READING TEXT
Winsock Programmer's FAQ: Articles

Winsock Programmer's FAQ
Section 7: Articles

Which I/O Strategy Should I Use?

by Warren Young

There are several different conventions for communicating with Winsock, and each method has distinct advantages. The question of the hour is, what are these advantages, and how does someone choose the convention that makes the most sense for their application? The choices are:

Blocking sockets - By default, a Winsock call blocks, meaning that it will not return until it has completed its task or has failed while trying.
Non-blocking sockets - Calls on non-blocking sockets return immediately, even if they cannot complete their task immediately. Although this allows the program to do other things while the network operations finish, it requires that the program repeatedly "poll" Winsock to keep apprised of its current state.
Asynchronous sockets - These are similar to non-blocking sockets in that calls on them will return immediately. The difference is that Winsock sends the program a special window message whenever something "interesting" happens.
Event objects - This is a kind of cross between non-blocking and asynchronous sockets. Instead of getting a window message when something interesting happens, Winsock signals a Win32 event object. You can block on one or more of these objects with WSAEventSelect(), much like blocking on non-blocking sockets with select().
Overlapped I/O - One of Winsock 2's major features is that it ties sockets into Win32's unified I/O mechanism. In particular, you can now use overlapped I/O on sockets, which is intrinsically more efficient than the above options.

Further confusing the issue are threads, because each of the above mechanisms changes in nature when used with threads.

In trying to find an answer to the "which I/O strategy" question, it becomes apparent that there are only a few major kinds of programs, and the successful ones follow the same patterns. From those patterns and practical experiencesome personal and some borrowedI have derived the following set of heuristics. None of these heuristics are absolute laws, no one isolated heuristic is sufficient, and the heuristics sometimes conflict. When two heuristics conflict, you need to decide which is more important to your application and ignore the other. However, beware of ignoring a heuristic simply because violating it does not create noticeable consequences for your program. If you get into the habit of ignoring a certain heuristic, it becomes useless.

The heuristics are ordered in terms of compatibility, then speed, and finally functionality. Compatibility is first, because if a given I/O strategy won't work on the platforms you need to support, it doesn't matter how fast or functional it is. Speed is next because performance requirements are easy to determine, and often important. Functionality is last, because once you decide the compatibility and speed issues, your choices become much more subjective.

Note: Aside from the compatibility table in Heuristic 1, this article no longer covers Windows 3.1 and Windows NT 3.5x issues, as it did in the past. Hopefully we can call these platforms really and truly dead by now.

Heuristic 1: Narrow your choices by deciding your compatibility requirements.

There are several kinds of I/O strategies mainly because of the large number of platforms involved. Winsock was created as a subset of BSD sockets, and then as new varieties of Windows arrived, Winsock was extended to take advantage of OS features.

COLLECTED DATA
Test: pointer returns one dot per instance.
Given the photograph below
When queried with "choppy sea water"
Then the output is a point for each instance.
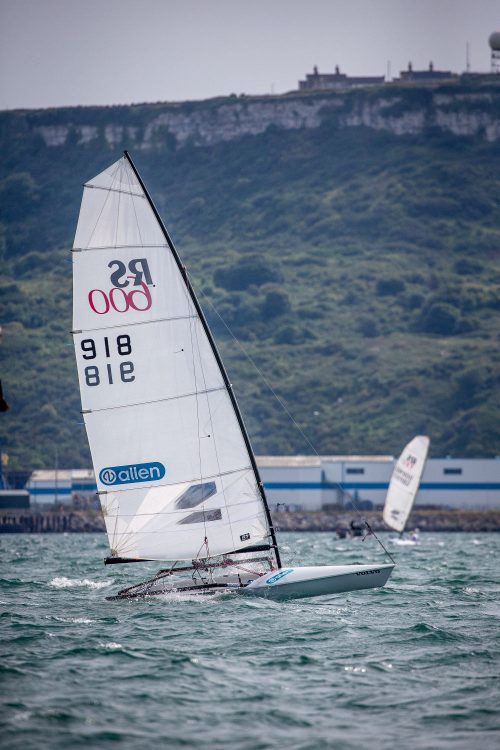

TO BE DONE
A. Name each convention for communicating with Winsock that the Winsock I/O strategy article offers as one of the choices.
B. Carry the Winsock I/O strategy article forward from its final sentence.

TASK-BY-TASK ANSWERS
A. Blocking sockets, non-blocking sockets, asynchronous sockets, event objects, and overlapped I/O.

B.
	Win9x	WinCE	WinNT 4 Win2K	WinNT 3.x	Win16	Unix (most)
Blocking Sockets	yes	yes	yes	yes	yes	yes
Non-blocking Sockets	yes	yes	yes	yes	yes	yes
Asynchronous Sockets	yes	no	yes	yes	yes	no
Event Objects	yes	no	yes	no	no	no
Overlapped I/O	yes¹	no	yes	no	no	no²
Threads	yes	yes	yes	yes	no	yes³

The Windows 95 and 98 kernels do not support overlapped I/O, so it is emulated for sockets by the Winsock layer. This means that programs that only use overlapped I/O functionality guaranteed by the Winsock spec will run fine on Win9x. If, on the other hand, you stray into functionality that only WinNT/2000 provides, your application will fail on Win9x. One example of this is calling ReadFile() with a socket: this works fine on NT, but will fail on Win9x.
If you only need scatter/gather I/O support, BSD sockets provides this functionality in the readv() and writev() calls. There is no standard Unix mechanism that provides similar efficiencies to Win32's overlapped I/O. Some Unixes provide the aio_*() family of functions (called asynchronous I/O, but not related to Winsock's asynchronous I/O), but this is not implemented widely at the moment.
The Unix world is standardizing on the pthreads library. Pthreads is roughly equivalent to Win32's thread mechanism, though of course the APIs are totally different. There are still a lot of older Unix machines out there with poor, nonstandard or nonexistent threading. If you want your code to be portable between Windows and several varieties of Unix, you probably will not be able to use threads unless your target platform list is very carefully chosen.

Heuristic 2: Avoid non-blocking sockets.

Non-blocking sockets are almost never necessary, and a good thing, too: their [lack of] performance makes them a poor architecture choice for Windows programs.

When a socket is set as non-blocking, every Winsock call on that socket will return immediately, whether it was able to do anything or not. This is useful because it lets your program do other things while the network is busy.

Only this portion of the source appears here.